» **WHAT YOU NEED TO DO**:
Print each line of the listing once more, precisely as given.

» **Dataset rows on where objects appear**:
◇ ◇ ◇ ◇ ◇ ◇ ◇

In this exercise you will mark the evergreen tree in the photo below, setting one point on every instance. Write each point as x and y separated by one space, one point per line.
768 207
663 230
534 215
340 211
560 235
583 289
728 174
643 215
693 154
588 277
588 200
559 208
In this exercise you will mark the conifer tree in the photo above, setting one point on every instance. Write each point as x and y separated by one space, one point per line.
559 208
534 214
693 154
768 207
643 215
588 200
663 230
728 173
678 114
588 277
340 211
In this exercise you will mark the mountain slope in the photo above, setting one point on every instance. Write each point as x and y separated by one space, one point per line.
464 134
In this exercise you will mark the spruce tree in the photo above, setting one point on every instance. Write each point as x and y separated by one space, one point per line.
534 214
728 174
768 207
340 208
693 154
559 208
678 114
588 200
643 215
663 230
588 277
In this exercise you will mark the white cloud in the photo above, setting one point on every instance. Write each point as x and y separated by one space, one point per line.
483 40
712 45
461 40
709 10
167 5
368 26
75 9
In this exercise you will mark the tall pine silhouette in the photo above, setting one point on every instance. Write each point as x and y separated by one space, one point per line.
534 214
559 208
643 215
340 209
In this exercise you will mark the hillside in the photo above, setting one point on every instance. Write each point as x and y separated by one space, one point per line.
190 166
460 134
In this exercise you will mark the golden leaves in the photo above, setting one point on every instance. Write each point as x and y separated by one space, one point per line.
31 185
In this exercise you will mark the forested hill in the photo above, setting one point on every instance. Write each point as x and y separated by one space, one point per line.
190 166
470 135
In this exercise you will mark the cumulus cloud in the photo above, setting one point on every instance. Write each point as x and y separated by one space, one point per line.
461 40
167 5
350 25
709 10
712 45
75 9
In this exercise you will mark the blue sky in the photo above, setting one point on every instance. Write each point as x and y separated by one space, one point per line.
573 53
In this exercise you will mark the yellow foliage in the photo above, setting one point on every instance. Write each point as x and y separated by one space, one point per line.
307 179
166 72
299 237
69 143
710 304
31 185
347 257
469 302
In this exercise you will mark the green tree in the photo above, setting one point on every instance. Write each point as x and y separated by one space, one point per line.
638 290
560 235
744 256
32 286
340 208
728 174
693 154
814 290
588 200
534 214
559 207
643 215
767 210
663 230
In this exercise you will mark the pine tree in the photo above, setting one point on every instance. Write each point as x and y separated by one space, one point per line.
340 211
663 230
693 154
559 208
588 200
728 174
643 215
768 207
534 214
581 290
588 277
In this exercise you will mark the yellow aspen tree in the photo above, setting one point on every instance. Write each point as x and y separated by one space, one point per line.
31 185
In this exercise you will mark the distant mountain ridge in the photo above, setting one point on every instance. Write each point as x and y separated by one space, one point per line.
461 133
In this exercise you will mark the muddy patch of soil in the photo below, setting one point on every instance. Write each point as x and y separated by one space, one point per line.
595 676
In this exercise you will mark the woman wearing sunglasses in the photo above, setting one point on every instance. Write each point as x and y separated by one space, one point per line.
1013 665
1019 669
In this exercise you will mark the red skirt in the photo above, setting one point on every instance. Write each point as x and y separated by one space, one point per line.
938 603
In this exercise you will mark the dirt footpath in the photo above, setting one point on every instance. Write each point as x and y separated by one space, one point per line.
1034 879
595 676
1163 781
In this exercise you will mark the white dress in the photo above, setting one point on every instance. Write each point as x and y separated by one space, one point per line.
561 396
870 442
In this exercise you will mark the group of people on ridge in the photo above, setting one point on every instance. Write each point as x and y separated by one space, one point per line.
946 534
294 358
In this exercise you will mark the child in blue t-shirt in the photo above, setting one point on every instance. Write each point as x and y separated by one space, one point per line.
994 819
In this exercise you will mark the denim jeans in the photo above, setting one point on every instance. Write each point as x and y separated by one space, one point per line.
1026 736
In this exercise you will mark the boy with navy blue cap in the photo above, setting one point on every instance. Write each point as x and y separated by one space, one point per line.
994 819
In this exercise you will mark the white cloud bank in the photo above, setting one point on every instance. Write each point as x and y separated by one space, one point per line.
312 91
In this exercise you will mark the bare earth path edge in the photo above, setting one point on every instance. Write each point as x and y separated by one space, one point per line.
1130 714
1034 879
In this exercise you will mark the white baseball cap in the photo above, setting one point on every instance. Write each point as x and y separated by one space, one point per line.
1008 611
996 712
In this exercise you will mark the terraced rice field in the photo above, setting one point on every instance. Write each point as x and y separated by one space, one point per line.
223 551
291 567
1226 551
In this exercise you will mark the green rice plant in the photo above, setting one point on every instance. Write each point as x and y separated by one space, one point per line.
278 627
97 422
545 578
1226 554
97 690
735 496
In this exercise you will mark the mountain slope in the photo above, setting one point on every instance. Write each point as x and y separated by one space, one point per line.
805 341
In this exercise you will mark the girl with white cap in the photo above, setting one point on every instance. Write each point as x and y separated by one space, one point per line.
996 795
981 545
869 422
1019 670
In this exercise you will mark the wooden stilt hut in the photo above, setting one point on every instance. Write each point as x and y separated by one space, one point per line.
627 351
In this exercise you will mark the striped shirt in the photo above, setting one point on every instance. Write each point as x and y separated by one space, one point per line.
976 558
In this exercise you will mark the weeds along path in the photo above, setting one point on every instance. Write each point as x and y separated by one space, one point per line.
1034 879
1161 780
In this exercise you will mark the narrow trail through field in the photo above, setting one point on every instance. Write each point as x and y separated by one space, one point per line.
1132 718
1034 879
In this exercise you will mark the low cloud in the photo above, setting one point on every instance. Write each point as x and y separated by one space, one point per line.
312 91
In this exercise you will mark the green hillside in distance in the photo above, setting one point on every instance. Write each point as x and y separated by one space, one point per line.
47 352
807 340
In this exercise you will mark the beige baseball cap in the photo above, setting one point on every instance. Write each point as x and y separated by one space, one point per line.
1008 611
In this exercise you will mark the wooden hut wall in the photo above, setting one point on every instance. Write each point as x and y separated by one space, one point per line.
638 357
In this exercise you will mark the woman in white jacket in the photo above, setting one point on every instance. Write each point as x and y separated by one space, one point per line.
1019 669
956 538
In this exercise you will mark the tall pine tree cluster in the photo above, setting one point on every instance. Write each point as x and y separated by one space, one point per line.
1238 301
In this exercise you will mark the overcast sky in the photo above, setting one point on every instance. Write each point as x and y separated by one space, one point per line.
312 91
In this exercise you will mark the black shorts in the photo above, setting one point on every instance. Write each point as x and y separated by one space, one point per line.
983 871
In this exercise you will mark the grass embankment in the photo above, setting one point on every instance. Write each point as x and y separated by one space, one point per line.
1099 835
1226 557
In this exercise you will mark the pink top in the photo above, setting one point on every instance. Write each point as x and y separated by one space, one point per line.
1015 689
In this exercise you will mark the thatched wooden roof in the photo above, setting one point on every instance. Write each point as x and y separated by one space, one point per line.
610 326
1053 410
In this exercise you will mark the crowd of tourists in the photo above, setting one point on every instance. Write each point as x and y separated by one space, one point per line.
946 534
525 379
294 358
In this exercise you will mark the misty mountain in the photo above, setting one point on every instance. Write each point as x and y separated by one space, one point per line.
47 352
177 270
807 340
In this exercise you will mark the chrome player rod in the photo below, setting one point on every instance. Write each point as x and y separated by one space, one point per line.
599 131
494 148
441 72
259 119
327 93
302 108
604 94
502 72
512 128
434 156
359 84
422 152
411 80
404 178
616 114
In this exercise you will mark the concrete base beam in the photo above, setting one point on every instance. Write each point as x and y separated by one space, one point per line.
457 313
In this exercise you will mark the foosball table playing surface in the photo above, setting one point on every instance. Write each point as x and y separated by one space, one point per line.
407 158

◇ ◇ ◇ ◇ ◇ ◇ ◇

» **RESULT OF THE TASK**:
In this exercise you will mark the evergreen tree in the photo below, setting one point on every instance. Write each point as x and y separated by one space, one point per line.
768 207
663 230
534 215
340 211
560 235
583 289
728 174
643 215
693 154
588 277
588 200
559 208
In this exercise you will mark the conifer tree in the photo above, setting one point on every instance. Write each point as x and y separated by one space, one point per line.
559 208
534 214
693 154
768 207
643 215
588 200
663 230
728 173
678 114
588 277
340 211
In this exercise you will mark the mountain slope in the photo above, setting one point on every instance. Write each point as x and y separated by one space, one point per line.
464 134
In this exercise you will mark the spruce tree in the photo above, setting one point on every instance. Write each point as x and y separated by one space, one point per line.
534 214
728 174
768 207
340 208
693 154
559 208
678 114
588 200
643 215
663 230
588 277
In this exercise you will mark the white cloud in the photo above, setting one point on every instance. Write each point as x and y separated by one space, one point per line.
483 40
712 45
461 40
709 10
167 5
368 26
75 9
In this exercise you will mark the tall pine silhouette in the photo above, setting one point on every instance. Write each point as x and y separated by one space, one point per line.
534 214
559 208
643 215
340 209
In this exercise you will mark the hillside in the photo above, setting one point on every instance. Write each point as x and y separated by one space, one point per line.
190 166
460 134
In this exercise you will mark the golden leaves in the photo above, setting one point on every instance. Write each point as x and y separated by one space, one point per line.
31 185
In this exercise you will mark the forested hill in the photo above, setting one point on every instance. Write each point as x and y separated by one space, one point per line.
190 166
470 135
In this exercise you will mark the cumulus cloud in the photo above, setting one point on every instance. Write each point as x and y separated by one space, one point per line.
461 40
167 5
350 25
709 10
712 45
75 9
In this exercise you will mark the blue sky in the photo above, setting one point on every instance. Write each point as x and y separated by one space, one point per line.
573 53
In this exercise you will mark the yellow foliage in the photo above, setting one point on every instance. Write each point as x and y separated by one space, one point per line.
307 179
166 72
299 237
69 143
710 304
31 185
347 257
469 302
In this exercise you will mark the green tree in the photo above, setting one point on every instance. Write each point as x and y separated by one space, one point per line.
638 290
560 235
744 256
32 286
340 208
728 174
693 154
814 290
588 200
534 214
559 207
643 215
767 210
663 230
In this exercise you will mark the pine tree in the photo above, setting one point on every instance. Write each point as x and y separated by one space, one point per line.
340 211
663 230
693 154
559 208
588 200
728 174
643 215
768 207
534 214
581 290
588 277
In this exercise you will mark the yellow aspen tree in the photo above, setting one point on every instance. Write each point as x and y separated by one space, one point per line.
31 185
In this exercise you will mark the distant mountain ridge in the photo above, setting one point on every instance. Write each point as x and y separated by one space, one point per line.
461 133
In this exercise you will mark the muddy patch of soil in the photo below, setting one point on every instance. Write each point as x and y separated by one space, one point per line.
595 676
In this exercise you will mark the woman wearing sunglasses in the photo above, setting one point on every instance. Write each point as x and y separated by one space, one point per line.
1013 665
1019 669
In this exercise you will mark the red skirt in the photo above, setting one point on every instance. Write each point as x and y separated by one space, one point per line.
938 603
In this exercise you will mark the dirt footpath in the photo above, setting one point on every instance. Write each point as x and y separated by one space, one point per line.
1034 879
595 676
1163 781
In this exercise you will mark the white dress in the photo above, setting one point on every instance. Write each point as x and y separated by one space, one point per line.
561 396
870 442
In this exercise you will mark the group of people on ridge in the photo above, setting one point on every instance. Write each point as x and y separated by one space, one point per line.
946 534
294 358
In this exercise you will mark the child in blue t-shirt in the photo above, setting one point on every instance. Write each point as x and y separated by one space, one point per line.
994 819
In this exercise you will mark the denim jeans in the photo above, setting one point on every instance. Write each point as x and y separated by one space, one point per line.
1026 736
In this exercise you will mark the boy with navy blue cap in the photo above, setting one point on every instance. Write each point as x and y separated by one space, one point per line.
994 819
In this exercise you will mark the white cloud bank in the photo above, setting one point on every instance. Write each point as x and y separated by one space, one point per line.
312 91
In this exercise you will mark the bare earth path edge in the photo above, setting one point on every instance. Write each point as x and y separated by one space, one point per line.
1130 714
1034 879
In this exercise you will mark the white baseball cap in the photo above, setting one point on every instance. Write each point as x and y separated by one space, one point per line.
1008 611
996 712
In this exercise you will mark the terraced rice field in the photo above, setting one point on every instance. Write each point as x and y separated by one space, one point per line.
223 551
291 567
1226 551
In this exercise you will mark the green rice plant in the photo above, setting one point on every instance. Write each point as x and y separated by one space, one point per line.
278 627
97 422
545 578
1226 554
97 690
735 496
In this exercise you will mark the mountain slope in the photo above, setting one point on every instance. Write each point as x and y separated by one space, one point per line.
805 341
In this exercise you will mark the girl with white cap in the photo above, setting one point on every instance. Write each point as x and y separated by one space, one point per line.
996 795
981 545
869 422
1019 670
In this exercise you will mark the wooden stilt hut in the photo above, setting one point on every instance. Write each point as x and y separated by one space, one point per line.
627 351
In this exercise you will mark the striped shirt in the photo above, setting one point on every instance. Write each point as x and y separated by one space, one point per line.
976 558
In this exercise you will mark the weeds along path in the photo above, setting one point on every instance. Write each point as x and y separated by one space, one point per line.
1034 879
1161 780
In this exercise you will mark the narrow trail through field in the photo above, setting one point on every instance. Write each point as x and y separated by one space, one point per line.
1132 718
1034 879
In this exercise you will mark the low cloud in the photo above, setting one point on every instance. Write each point as x and y separated by one space, one point per line.
312 91
In this exercise you will mark the green hillside in distance in the photo above, setting one point on every instance. Write each point as x and y separated by one space, one point per line.
47 352
807 340
In this exercise you will mark the beige baseball cap in the photo above, setting one point on every instance. Write each point as x and y separated by one space, one point per line.
1008 611
In this exercise you will mark the wooden hut wall in the photo above, setting one point on every instance. Write each point as x and y separated by one space, one point per line.
638 357
In this exercise you will mark the woman in white jacket in the photo above, setting one point on every instance. Write each point as x and y separated by one space, one point per line.
1019 669
956 538
In this exercise you will mark the tall pine tree cluster in the photo above, setting one point on every instance. Write each point as x and y separated by one space, one point per line.
1238 301
In this exercise you will mark the overcast sky in the photo above, setting one point on every instance. Write each point as x and y separated by one space, one point per line.
312 91
In this exercise you will mark the black shorts in the photo above, setting one point on every instance. Write each point as x and y separated by one space, one point per line.
983 871
In this exercise you will mark the grass embankment in the photo above, setting one point on every instance. Write each point as x and y separated by one space, one point per line.
1099 835
1226 557
In this exercise you will mark the pink top in the photo above, setting one point on every instance. Write each point as x and y separated by one space, one point per line.
1015 689
In this exercise you will mark the thatched wooden roof in the photo above, setting one point on every instance. Write each point as x and y separated by one space, one point per line.
610 326
1053 410
In this exercise you will mark the crowd of tourists in the photo above, setting one point on every instance. Write each point as x and y separated by one space, one point per line.
946 534
525 379
294 358
In this exercise you will mark the misty mountain in the photo above, setting one point on every instance. Write each point as x and y separated by one space, one point per line.
47 352
177 270
807 340
In this exercise you will mark the chrome player rod in the photo below, setting one point on every instance. Write each point as x and y separated by one space, one point per line.
599 131
494 148
441 72
259 119
327 93
302 108
604 94
502 72
512 128
434 156
359 84
422 152
411 80
404 178
616 114
In this exercise you will mark the concrete base beam in the photo above, setting one point on every instance. Write each point as x and y separated by one space, one point per line.
457 313
In this exercise you will mark the foosball table playing surface in the photo above, setting one point on every instance. Write each point as x and y separated by one space, one point per line.
407 158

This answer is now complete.